Retype the data that follows exactly. No pictures belong in the copy.

* **Data records**:

-- Opening Marker --

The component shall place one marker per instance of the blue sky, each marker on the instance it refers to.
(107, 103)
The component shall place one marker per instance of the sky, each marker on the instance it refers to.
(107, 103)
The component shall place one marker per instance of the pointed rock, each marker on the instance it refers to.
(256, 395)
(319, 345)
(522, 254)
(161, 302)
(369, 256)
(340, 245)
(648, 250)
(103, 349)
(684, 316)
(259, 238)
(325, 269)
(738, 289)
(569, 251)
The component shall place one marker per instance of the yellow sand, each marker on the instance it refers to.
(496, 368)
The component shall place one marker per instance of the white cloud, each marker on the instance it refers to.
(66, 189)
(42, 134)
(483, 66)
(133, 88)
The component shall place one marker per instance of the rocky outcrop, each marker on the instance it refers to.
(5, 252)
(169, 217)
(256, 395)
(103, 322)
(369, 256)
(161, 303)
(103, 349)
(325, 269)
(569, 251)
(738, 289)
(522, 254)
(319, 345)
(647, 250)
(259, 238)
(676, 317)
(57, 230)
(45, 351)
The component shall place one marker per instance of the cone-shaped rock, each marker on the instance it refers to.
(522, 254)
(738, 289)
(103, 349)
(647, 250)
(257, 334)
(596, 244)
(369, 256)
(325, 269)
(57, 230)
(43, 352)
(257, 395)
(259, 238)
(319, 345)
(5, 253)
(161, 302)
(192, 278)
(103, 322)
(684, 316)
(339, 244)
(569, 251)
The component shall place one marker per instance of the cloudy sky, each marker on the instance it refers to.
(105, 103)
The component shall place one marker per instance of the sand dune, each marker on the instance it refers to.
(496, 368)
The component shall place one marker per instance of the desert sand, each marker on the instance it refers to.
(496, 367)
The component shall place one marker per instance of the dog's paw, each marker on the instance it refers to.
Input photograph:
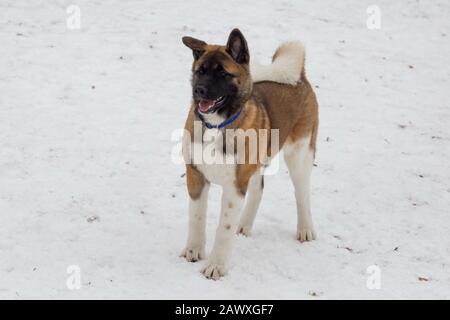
(193, 254)
(214, 271)
(306, 234)
(245, 230)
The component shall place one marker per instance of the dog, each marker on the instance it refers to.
(228, 94)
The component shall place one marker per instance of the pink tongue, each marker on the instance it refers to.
(205, 105)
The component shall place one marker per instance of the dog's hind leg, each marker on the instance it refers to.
(299, 157)
(255, 189)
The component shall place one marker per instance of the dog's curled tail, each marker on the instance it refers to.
(287, 65)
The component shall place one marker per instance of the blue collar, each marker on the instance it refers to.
(223, 124)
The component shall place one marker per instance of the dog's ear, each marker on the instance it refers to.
(237, 47)
(197, 46)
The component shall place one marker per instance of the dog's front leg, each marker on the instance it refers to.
(232, 202)
(198, 200)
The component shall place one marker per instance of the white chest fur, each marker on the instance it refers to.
(217, 167)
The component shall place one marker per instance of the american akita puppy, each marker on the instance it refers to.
(227, 96)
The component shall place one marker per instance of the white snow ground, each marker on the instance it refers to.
(86, 118)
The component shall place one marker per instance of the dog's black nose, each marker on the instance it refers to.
(200, 91)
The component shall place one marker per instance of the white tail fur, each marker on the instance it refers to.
(286, 66)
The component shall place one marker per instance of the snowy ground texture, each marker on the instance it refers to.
(86, 177)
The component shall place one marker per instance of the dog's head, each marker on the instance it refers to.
(221, 79)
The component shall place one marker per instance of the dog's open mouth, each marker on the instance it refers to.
(206, 106)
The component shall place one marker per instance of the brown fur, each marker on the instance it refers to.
(266, 105)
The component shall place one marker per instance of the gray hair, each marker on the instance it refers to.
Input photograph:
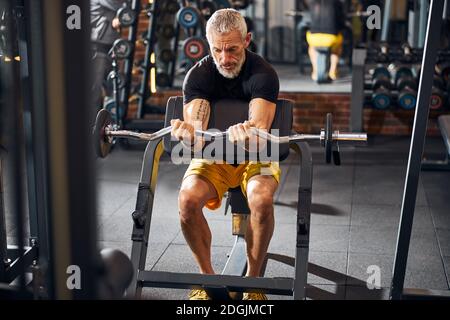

-- Closing Marker --

* **Your solution**:
The component shall place one marker per instance of the blue sky, each marker on the instance it refers to.
(107, 103)
The component shall place one marker per instance of the sky, each marker on the instance it refers to.
(107, 103)
The component shall place one marker per instance of the pointed rock, each marker on the instance it refers to.
(256, 395)
(319, 345)
(522, 254)
(161, 302)
(369, 256)
(340, 245)
(648, 250)
(103, 349)
(684, 316)
(259, 238)
(325, 269)
(738, 289)
(569, 251)
The component shall place one marker per instance of the yellow sand, each marker on the instance it refers to.
(496, 368)
The component shall place one marker per instance of the white cloud, each marker on the instance it refers to.
(66, 189)
(42, 134)
(483, 66)
(133, 88)
The component shall place one marker per instance of the rocky outcrop, each marker on the instance it refers to.
(5, 252)
(169, 217)
(256, 395)
(103, 322)
(369, 256)
(161, 303)
(103, 349)
(325, 269)
(569, 251)
(738, 289)
(522, 254)
(319, 345)
(647, 250)
(259, 238)
(676, 317)
(57, 230)
(45, 351)
The component shall place one marker per instance of the cone-shaped rock, each marker on the instance it refers to.
(522, 254)
(738, 289)
(103, 349)
(647, 250)
(257, 334)
(596, 244)
(369, 256)
(325, 269)
(57, 230)
(43, 352)
(257, 395)
(259, 238)
(319, 345)
(5, 253)
(161, 302)
(192, 278)
(103, 322)
(684, 316)
(339, 244)
(569, 251)
The component shall place one marker per instance of the cloudy sky, each marker on the instance it refers to.
(105, 103)
The component shall place one marker per instance of the sand dune, each marker on the instance it refers to.
(496, 368)
The component shall place one marker per instance of the desert sand, each marker on the instance it refers to.
(496, 367)
The component shall place one marker per instance of the dog's paw, each marker on the instance it refers to.
Input photograph:
(193, 254)
(214, 271)
(306, 234)
(245, 230)
The component shall place one marker per instance of the dog, each marker on the instance it refers to.
(228, 94)
The component shall place one marker per instance of the pink tongue, each marker on the instance it refers to.
(205, 105)
The component shall place one marker per instance of the dog's hind leg, each marker on the instance it refers to.
(299, 157)
(255, 189)
The component shall place one marker per instance of the dog's curled tail, each marker on the instance it refers to.
(287, 65)
The component shall place one marker per instance of the blue collar, each marker on the instance it refers to.
(223, 124)
The component shall place one marker per instance of the dog's ear, each marker on the instance it refers to.
(237, 47)
(197, 46)
The component shall place one marker per instance of the dog's front leg, each marker on the instance it refers to.
(232, 202)
(198, 200)
The component shall place one marker per instance of the white chest fur, each marker on the instance it refers to.
(217, 167)
The component shall place one marker per instance of the american akita puppy, each marker on the instance it refers to.
(227, 96)
The component shall place one marker per instance of the white snow ground, each marker on the instance it refers to.
(86, 118)
The component shall place one marker per instance of the dog's black nose, each marker on the instance it refers to.
(200, 91)
The component shall place one marker per instance of the white tail fur, each marker on the instance it refers to.
(286, 66)
The component shall place one marker per instance of the snowy ground texture, each marker on the instance it refers to.
(86, 177)
The component shall place one marker per instance of the dog's head, each marker on the instance it refers to.
(221, 79)
The component shall place one marker per instance of the dog's open mouth, each marker on the instance it refers to.
(206, 106)
The component shall place one marker per instance of the brown fur, each marker on the instance it refers to.
(266, 105)
The component shall place one marker per instance of the gray hair, each marker on the instance it refers to.
Input photograph:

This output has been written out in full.